==== Dataset records

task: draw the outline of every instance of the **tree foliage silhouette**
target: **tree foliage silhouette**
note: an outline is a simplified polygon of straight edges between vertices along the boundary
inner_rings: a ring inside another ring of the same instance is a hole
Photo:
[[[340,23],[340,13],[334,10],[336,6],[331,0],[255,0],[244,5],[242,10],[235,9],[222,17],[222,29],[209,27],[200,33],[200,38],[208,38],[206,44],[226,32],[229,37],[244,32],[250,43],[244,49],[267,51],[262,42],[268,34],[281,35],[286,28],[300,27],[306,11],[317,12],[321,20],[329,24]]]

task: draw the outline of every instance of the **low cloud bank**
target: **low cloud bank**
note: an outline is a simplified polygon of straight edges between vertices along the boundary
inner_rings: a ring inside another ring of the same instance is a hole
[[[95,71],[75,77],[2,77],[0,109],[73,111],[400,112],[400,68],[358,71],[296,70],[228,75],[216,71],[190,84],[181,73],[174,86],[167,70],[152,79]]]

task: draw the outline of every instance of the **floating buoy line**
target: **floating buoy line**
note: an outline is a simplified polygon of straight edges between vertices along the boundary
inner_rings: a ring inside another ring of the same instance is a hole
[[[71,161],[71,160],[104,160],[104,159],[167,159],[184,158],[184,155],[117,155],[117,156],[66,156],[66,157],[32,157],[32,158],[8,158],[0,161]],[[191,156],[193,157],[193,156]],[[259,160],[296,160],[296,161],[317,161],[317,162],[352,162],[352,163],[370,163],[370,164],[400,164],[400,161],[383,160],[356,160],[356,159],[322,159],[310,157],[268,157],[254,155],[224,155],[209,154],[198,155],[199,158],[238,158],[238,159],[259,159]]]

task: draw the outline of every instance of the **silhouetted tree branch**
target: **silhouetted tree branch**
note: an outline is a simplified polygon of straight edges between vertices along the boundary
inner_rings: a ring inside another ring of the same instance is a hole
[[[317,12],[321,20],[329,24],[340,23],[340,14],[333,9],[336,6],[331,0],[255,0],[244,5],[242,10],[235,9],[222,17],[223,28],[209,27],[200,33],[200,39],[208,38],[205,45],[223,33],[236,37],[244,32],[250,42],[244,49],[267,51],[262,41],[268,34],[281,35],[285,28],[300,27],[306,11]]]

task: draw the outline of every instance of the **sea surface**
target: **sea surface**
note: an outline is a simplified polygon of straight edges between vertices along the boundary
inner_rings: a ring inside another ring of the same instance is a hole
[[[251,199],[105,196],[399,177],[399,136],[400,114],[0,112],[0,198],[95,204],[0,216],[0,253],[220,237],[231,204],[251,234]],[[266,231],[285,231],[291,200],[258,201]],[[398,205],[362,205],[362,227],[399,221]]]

========

Requirements :: All of the entries must be written out exactly as they stand.

The completed task ::
task: draw the outline of every instance of the **tree foliage silhouette**
target: **tree foliage silhouette**
note: an outline is a simplified polygon of straight edges between vertices along the boundary
inner_rings: a ring inside another ring of the same instance is a hole
Photo:
[[[340,23],[340,13],[334,10],[336,6],[331,0],[255,0],[244,5],[242,10],[235,9],[222,17],[222,29],[209,27],[200,33],[200,38],[208,38],[206,44],[226,32],[229,37],[244,32],[250,43],[244,49],[267,51],[262,42],[268,34],[281,35],[286,28],[300,27],[306,11],[317,12],[321,20],[329,24]]]

task: draw the outline of every instance of the **low cloud bank**
target: **low cloud bank**
note: an outline is a simplified polygon of straight edges between vertices along the boundary
inner_rings: a ring inside another ring of the same instance is a hole
[[[95,71],[75,77],[2,77],[0,109],[73,111],[400,112],[400,68],[358,71],[296,70],[228,75],[216,71],[190,84],[181,73],[174,86],[167,70],[152,79]]]

task: draw the outline of every instance of the **floating buoy line**
target: **floating buoy line**
note: an outline is a simplified polygon of straight edges between vertices along the boundary
inner_rings: a ring inside another ring of the same instance is a hole
[[[71,161],[71,160],[104,160],[104,159],[167,159],[184,158],[184,155],[117,155],[117,156],[66,156],[66,157],[32,157],[32,158],[8,158],[0,161]],[[191,156],[193,157],[193,156]],[[259,160],[296,160],[296,161],[317,161],[317,162],[352,162],[352,163],[370,163],[370,164],[400,164],[400,161],[383,160],[356,160],[356,159],[322,159],[310,157],[268,157],[254,155],[224,155],[209,154],[198,155],[199,158],[238,158],[238,159],[259,159]]]

task: draw the outline of every instance of the **silhouetted tree branch**
target: **silhouetted tree branch**
note: an outline is a simplified polygon of straight edges between vertices along the boundary
inner_rings: a ring inside another ring of the same instance is a hole
[[[317,12],[321,20],[329,24],[340,23],[340,14],[333,9],[336,6],[331,0],[255,0],[244,5],[242,10],[235,9],[222,17],[223,28],[209,27],[200,33],[200,39],[208,38],[205,45],[223,33],[236,37],[244,32],[250,42],[244,49],[267,51],[262,41],[268,34],[281,35],[285,28],[300,27],[306,11]]]

task: draw the outline of every instance of the **sea surface**
target: **sea surface**
note: an outline is a simplified polygon of straight edges between vertices along the boundary
inner_rings: a ring inside another ring of the same instance is a hole
[[[251,199],[105,196],[399,177],[399,136],[400,114],[0,112],[0,198],[95,204],[0,216],[0,253],[220,237],[231,204],[251,234]],[[266,231],[285,231],[291,200],[258,201]],[[398,205],[362,205],[362,227],[399,221]]]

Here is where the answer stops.